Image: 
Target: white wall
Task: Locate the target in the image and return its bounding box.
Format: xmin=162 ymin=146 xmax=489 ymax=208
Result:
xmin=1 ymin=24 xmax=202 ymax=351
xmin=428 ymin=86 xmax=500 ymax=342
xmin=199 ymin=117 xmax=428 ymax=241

☆ ☆ ☆ ☆

The request
Arrange the lines above as a two-column CSV with the header row request,answer. Give one row per request, with its full text in the request field and its result in the answer field, each field in double quotes and line breaks replaced by spaces.

Exercise response
request,answer
"Image: Target: white wall Task: Locate the target in the image and return its bounding box. Format: xmin=162 ymin=146 xmax=489 ymax=208 Result:","xmin=1 ymin=24 xmax=202 ymax=351 xmin=428 ymin=86 xmax=500 ymax=342 xmin=199 ymin=117 xmax=428 ymax=241"